Passage shown >>
※ ※ ※
I've decided this year is more difficult than last year. How is that possible, last year we were only 9 weeks out from losing Charlie and caring for our two newborns. I mean, I made Thanksgiving dinner and then sat outside and sobbed (very loudly I might add). Well it is. I think last year everything was so new. I think for the most part we were still in the Hell, I mean shock. We went through the motions. Tried to be happy while screaming on the inside and sometimes on the outside. This year everything has set in. I have accepted this is and will forever be our lives. We will always miss him. We will always love him. We will always take joy in our girls. We will always love them (kinda sounds like a Whitney Houston song). But, no matter how fucking pissed off I get and demand that we rewind time and blah blah blah. It isn't going to happen. So now, I think it's a little more real. We can physically feel the void. It turns out, according to my therapist, that this is normal. Who knew we were that either. Hmmmm
Regardless of how much I miss him I am still thankful for so many things. I am thankful for:
1. My husband. While he drives me insane (I'm sure the feeling is mutual) some times, I adore him. I don't know of any other couple who would have survived all of the shit we have and still come out okay on the other side.
※ ※ ※
Supplied information >>
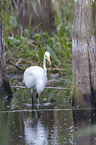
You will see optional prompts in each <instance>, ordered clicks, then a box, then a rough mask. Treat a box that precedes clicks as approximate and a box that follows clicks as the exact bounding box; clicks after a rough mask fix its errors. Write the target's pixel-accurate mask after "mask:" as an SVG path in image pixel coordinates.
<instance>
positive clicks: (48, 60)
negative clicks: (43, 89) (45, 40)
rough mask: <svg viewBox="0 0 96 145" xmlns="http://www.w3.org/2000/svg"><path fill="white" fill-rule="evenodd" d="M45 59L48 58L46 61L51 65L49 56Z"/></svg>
mask: <svg viewBox="0 0 96 145" xmlns="http://www.w3.org/2000/svg"><path fill="white" fill-rule="evenodd" d="M47 60H48V62H49V63H50V65H51V61H50V56H47Z"/></svg>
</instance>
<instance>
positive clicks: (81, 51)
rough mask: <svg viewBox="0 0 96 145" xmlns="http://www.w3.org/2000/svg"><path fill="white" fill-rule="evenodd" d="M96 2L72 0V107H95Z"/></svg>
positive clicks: (95, 77) (95, 72)
mask: <svg viewBox="0 0 96 145" xmlns="http://www.w3.org/2000/svg"><path fill="white" fill-rule="evenodd" d="M95 3H96V0H94V1H93V0H90V1H86V0H74V21H73V38H72V45H73V46H72V63H73V102H72V103H73V106H83V107H84V106H96V37H95V35H96V34H95V31H96V27H95V25H96V22H95V21H96V18H95V17H96V8H95V7H96V4H95Z"/></svg>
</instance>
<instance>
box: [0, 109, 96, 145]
mask: <svg viewBox="0 0 96 145" xmlns="http://www.w3.org/2000/svg"><path fill="white" fill-rule="evenodd" d="M95 116H96V115H95V112H94V111H93V110H91V109H89V110H85V109H84V110H72V109H50V108H48V107H46V109H38V110H37V109H33V110H15V111H1V112H0V128H1V130H0V145H13V144H14V145H63V144H64V145H65V144H68V145H75V144H76V145H85V144H86V145H91V144H92V145H95V144H96V117H95Z"/></svg>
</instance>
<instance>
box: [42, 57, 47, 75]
mask: <svg viewBox="0 0 96 145" xmlns="http://www.w3.org/2000/svg"><path fill="white" fill-rule="evenodd" d="M43 69H44V74H45V77H47V69H46V58H45V55H44V59H43Z"/></svg>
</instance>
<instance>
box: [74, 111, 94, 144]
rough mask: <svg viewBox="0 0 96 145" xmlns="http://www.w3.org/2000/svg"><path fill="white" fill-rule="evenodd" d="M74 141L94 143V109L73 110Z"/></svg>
mask: <svg viewBox="0 0 96 145" xmlns="http://www.w3.org/2000/svg"><path fill="white" fill-rule="evenodd" d="M73 120H74V131H76V132H75V134H74V139H75V141H74V143H75V144H78V143H79V145H82V144H87V145H90V144H92V145H95V144H96V129H95V128H96V110H93V109H89V110H73Z"/></svg>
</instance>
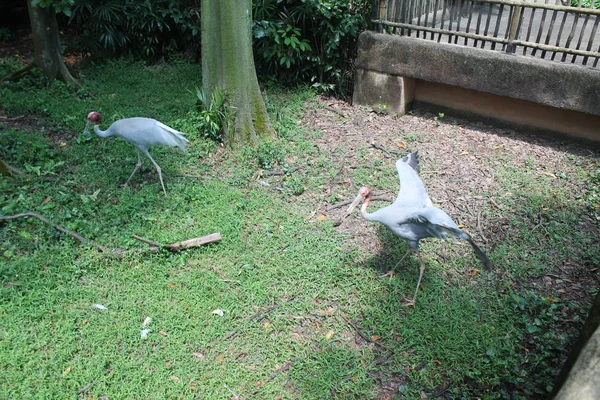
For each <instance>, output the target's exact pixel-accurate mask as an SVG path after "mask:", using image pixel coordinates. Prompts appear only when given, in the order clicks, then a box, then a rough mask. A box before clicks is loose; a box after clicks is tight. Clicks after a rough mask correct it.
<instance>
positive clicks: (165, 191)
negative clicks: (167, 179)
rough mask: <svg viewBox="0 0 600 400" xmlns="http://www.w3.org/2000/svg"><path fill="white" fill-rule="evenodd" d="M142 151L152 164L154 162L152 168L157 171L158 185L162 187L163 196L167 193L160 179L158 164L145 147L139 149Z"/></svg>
mask: <svg viewBox="0 0 600 400" xmlns="http://www.w3.org/2000/svg"><path fill="white" fill-rule="evenodd" d="M140 150H142V151H143V152H144V154H145V155H147V156H148V158H149V159H150V161H152V164H154V168H156V171H157V172H158V178H159V179H160V185H161V186H162V187H163V192H165V196H166V195H167V191H166V190H165V184H164V183H163V181H162V172H161V171H162V170H161V169H160V166H159V165H158V164H157V163H156V161H154V158H152V156H151V155H150V153H149V152H148V150H147V149H140Z"/></svg>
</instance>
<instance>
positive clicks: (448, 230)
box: [402, 207, 470, 240]
mask: <svg viewBox="0 0 600 400" xmlns="http://www.w3.org/2000/svg"><path fill="white" fill-rule="evenodd" d="M402 224H412V225H414V226H418V227H420V228H421V230H423V231H424V232H427V233H428V234H429V235H430V236H431V237H436V238H439V239H449V238H455V239H461V240H469V239H470V236H469V235H468V234H467V233H465V232H463V231H461V230H460V229H459V228H458V226H457V225H456V223H455V222H454V221H453V220H452V218H450V216H449V215H448V214H446V213H445V212H444V211H442V210H440V209H439V208H436V207H426V208H425V209H423V210H418V211H415V212H413V213H411V214H408V215H407V216H406V217H405V218H404V220H403V221H402Z"/></svg>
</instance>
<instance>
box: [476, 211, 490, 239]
mask: <svg viewBox="0 0 600 400" xmlns="http://www.w3.org/2000/svg"><path fill="white" fill-rule="evenodd" d="M477 229H479V234H480V235H481V238H482V239H483V241H484V242H486V243H487V242H488V240H487V238H486V237H485V235H484V234H483V229H481V210H479V213H478V214H477Z"/></svg>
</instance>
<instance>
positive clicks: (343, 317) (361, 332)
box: [340, 315, 388, 350]
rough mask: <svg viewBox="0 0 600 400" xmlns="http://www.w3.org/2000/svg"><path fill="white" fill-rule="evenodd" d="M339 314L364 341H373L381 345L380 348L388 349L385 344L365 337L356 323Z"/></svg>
mask: <svg viewBox="0 0 600 400" xmlns="http://www.w3.org/2000/svg"><path fill="white" fill-rule="evenodd" d="M340 316H341V317H342V319H343V320H344V322H346V323H347V324H348V326H350V327H351V328H352V329H354V331H355V332H356V333H357V334H358V336H360V337H361V338H362V339H363V340H364V341H365V342H367V343H373V344H374V345H376V346H378V347H381V348H382V349H385V350H388V348H387V346H386V345H385V344H383V343H379V342H376V341H374V340H371V338H370V337H367V336H366V335H365V334H363V333H362V332H361V331H360V329H358V327H357V326H356V325H354V324H353V323H352V322H350V321H349V320H348V319H347V318H346V317H344V316H343V315H340Z"/></svg>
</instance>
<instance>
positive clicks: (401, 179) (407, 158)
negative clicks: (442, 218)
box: [393, 152, 433, 208]
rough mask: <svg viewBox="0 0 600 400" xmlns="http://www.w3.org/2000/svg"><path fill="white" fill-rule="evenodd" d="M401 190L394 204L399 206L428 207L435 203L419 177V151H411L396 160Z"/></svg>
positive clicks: (396, 166)
mask: <svg viewBox="0 0 600 400" xmlns="http://www.w3.org/2000/svg"><path fill="white" fill-rule="evenodd" d="M396 169H397V170H398V178H399V179H400V191H399V192H398V197H397V198H396V201H394V203H393V205H394V206H397V207H416V208H422V207H428V206H431V205H433V204H432V202H431V199H430V198H429V196H428V195H427V191H426V190H425V185H423V181H421V178H419V174H418V172H419V153H417V152H415V153H410V154H409V155H407V156H406V157H403V158H401V159H400V160H398V161H396Z"/></svg>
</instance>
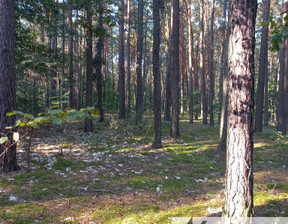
※ ※ ※
Actions to take >>
[1] From the passage about grief and gratitude after losing Charlie, list every sentence that begins with the words "We will always".
[2] Continue the passage about grief and gratitude after losing Charlie, beginning after its final sentence and carrying the numbered list of things to be thankful for past the first item.

Results for the exercise >>
[1]
We will always miss him.
We will always love him.
We will always take joy in our girls.
We will always love them (kinda sounds like a Whitney Houston song).

[2]
2. My girls. They are funny, smart, and just plain adorable. They make me laugh, they make me cry, they make me happy. They make my heart melt with their smiles and belly laughs.
3. My mom. As i've gotten older, I realize she really did know a lot more than I thought (insert..I told you so). While she is my mom, I think of her as more of a friend. This past year she has really been instrumental in my survival.
4. My sister. I hate that I don't get to talk to her very often, but I know she is busy. I hope she knows how much I love her. I know I don't tell her nearly enough.
5. My friends. I hve a wonderful group of friends. They love me for me. They understand that I don't have a ton of time to talk on the phone. I hope they know how much I love them.
So, as this holiday season comes and goes, I plan on reminding myself of what I do have. It is hard not to think of what is missing, but I really do have a lot to be thankful for.
Everyone have a safe and Happy Thanksgiving tomorrow.